Count the lines in the items below that contain the string "bear". Reply with that number alone.

******************************

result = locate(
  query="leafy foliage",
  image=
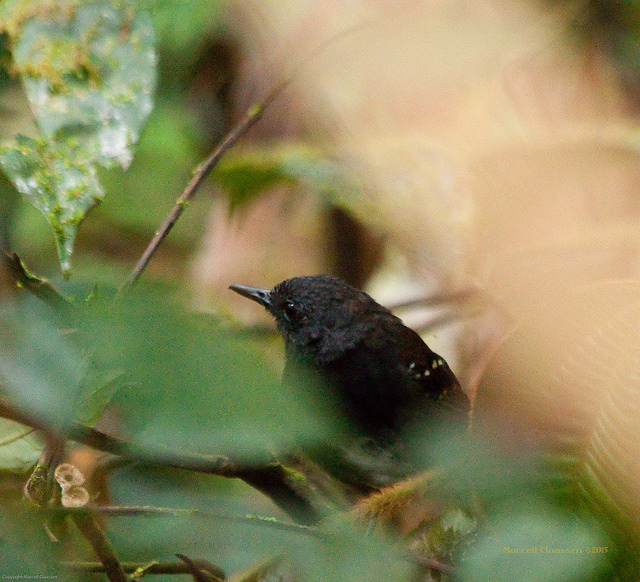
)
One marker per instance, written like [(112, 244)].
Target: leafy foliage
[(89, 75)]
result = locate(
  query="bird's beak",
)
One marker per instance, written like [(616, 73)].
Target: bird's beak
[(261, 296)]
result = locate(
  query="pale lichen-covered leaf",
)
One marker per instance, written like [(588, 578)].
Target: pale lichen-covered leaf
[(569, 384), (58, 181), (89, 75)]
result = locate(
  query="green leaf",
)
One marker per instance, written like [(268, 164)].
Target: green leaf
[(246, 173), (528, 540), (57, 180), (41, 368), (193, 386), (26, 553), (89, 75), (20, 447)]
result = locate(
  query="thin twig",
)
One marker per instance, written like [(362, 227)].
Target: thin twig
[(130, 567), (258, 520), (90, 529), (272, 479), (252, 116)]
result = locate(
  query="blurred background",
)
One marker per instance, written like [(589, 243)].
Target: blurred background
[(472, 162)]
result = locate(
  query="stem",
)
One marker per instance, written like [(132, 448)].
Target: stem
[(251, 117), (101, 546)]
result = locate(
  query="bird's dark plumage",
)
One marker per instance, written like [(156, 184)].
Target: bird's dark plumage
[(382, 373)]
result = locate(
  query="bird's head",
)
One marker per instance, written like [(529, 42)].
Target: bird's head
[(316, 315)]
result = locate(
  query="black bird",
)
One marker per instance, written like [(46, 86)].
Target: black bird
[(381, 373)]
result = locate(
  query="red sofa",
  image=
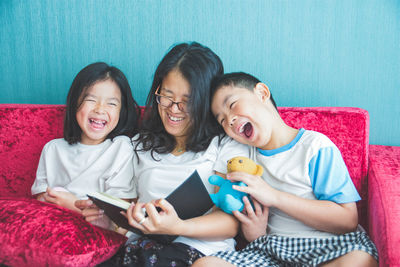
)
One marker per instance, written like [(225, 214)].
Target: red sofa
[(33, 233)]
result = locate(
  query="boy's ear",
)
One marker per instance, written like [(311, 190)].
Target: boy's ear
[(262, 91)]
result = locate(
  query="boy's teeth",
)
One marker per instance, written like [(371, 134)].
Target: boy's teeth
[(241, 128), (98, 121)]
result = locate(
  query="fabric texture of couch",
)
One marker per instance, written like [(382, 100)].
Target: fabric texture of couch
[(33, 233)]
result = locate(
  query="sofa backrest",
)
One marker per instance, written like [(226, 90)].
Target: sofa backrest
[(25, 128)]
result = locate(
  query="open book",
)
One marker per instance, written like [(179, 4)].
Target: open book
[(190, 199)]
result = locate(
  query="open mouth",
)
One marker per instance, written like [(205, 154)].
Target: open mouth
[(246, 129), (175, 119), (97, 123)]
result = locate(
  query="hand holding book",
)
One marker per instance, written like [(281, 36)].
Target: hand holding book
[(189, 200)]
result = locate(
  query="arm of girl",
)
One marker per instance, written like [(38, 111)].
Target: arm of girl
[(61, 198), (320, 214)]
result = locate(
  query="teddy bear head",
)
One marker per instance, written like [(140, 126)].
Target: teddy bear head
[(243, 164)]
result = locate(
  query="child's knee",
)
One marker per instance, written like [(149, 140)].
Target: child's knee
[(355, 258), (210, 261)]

******************************

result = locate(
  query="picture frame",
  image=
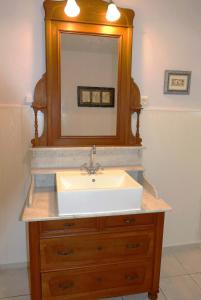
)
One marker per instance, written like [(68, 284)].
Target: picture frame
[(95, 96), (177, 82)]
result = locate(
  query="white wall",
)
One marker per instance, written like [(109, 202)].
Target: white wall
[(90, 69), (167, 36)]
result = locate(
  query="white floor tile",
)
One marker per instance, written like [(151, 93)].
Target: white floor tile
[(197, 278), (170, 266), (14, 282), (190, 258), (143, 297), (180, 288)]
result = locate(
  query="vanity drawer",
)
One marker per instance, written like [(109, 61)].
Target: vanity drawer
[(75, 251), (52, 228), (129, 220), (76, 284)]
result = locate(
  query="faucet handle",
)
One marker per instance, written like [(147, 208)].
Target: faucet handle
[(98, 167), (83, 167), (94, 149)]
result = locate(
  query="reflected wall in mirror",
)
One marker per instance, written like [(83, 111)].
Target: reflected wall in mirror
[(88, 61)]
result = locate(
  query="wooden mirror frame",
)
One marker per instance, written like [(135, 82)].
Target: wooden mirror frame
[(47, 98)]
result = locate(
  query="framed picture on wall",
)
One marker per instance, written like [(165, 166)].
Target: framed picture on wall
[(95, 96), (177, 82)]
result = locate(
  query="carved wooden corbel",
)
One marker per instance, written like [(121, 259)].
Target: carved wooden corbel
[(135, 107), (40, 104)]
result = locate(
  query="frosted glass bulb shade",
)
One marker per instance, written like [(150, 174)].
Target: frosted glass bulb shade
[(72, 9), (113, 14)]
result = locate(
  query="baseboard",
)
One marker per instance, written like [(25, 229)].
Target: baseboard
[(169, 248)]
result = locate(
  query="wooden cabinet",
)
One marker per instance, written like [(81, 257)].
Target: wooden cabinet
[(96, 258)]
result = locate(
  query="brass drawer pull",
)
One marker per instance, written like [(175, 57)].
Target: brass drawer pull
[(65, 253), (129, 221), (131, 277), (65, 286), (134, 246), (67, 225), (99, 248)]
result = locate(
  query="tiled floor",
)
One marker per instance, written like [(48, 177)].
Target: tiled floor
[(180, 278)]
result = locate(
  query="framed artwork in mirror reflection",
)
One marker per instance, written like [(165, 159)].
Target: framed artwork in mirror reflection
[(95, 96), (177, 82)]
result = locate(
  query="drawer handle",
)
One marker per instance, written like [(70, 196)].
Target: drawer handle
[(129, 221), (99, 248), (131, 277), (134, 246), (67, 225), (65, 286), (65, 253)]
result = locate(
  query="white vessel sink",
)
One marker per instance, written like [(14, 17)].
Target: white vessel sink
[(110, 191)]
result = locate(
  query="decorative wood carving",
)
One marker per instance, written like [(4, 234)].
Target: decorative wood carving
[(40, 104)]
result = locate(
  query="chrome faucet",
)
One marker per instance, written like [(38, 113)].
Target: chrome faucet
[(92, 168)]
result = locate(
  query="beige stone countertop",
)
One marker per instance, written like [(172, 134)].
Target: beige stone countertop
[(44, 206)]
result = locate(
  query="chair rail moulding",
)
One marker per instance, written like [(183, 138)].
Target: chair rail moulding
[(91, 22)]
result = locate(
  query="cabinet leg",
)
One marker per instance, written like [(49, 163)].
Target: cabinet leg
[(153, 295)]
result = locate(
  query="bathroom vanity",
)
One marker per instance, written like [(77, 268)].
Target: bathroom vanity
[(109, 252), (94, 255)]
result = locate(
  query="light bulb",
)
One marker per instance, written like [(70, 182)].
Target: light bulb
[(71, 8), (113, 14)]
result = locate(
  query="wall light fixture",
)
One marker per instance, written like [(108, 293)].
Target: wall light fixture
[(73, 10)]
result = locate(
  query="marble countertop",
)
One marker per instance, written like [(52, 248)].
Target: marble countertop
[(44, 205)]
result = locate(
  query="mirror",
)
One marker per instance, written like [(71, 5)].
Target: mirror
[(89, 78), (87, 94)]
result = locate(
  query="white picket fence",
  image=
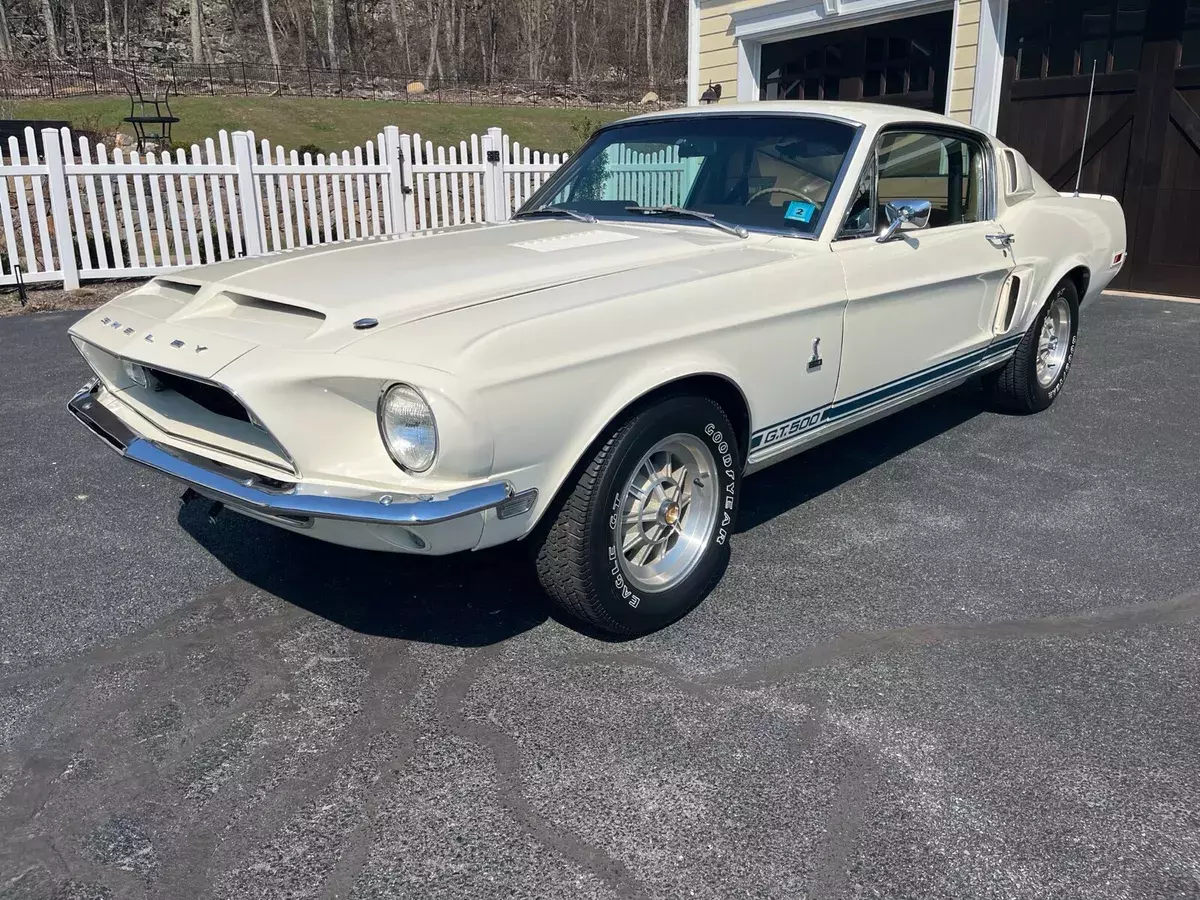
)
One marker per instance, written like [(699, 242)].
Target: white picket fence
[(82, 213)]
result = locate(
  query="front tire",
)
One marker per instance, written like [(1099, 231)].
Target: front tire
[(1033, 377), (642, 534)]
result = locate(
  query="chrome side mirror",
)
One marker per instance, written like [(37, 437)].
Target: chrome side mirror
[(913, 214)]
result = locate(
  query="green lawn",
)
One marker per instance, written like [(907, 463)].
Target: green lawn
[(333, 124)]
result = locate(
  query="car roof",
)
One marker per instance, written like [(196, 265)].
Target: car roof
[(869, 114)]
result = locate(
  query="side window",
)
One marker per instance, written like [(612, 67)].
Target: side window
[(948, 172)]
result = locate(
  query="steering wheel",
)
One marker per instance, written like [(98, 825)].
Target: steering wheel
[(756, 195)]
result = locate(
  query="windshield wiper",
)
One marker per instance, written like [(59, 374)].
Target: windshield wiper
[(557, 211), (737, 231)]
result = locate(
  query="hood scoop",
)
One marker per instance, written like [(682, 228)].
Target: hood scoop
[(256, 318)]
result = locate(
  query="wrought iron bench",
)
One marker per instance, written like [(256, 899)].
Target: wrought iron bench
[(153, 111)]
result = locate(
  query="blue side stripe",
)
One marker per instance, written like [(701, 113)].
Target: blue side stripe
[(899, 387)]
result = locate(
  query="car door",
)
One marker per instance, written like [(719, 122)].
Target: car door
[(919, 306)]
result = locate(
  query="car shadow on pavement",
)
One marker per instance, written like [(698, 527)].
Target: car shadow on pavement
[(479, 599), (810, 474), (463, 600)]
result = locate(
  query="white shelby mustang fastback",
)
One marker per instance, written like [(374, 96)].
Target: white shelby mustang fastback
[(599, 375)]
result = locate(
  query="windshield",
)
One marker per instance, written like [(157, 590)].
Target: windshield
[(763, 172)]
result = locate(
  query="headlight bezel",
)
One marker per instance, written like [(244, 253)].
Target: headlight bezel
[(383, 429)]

******************************

- Expected answer
2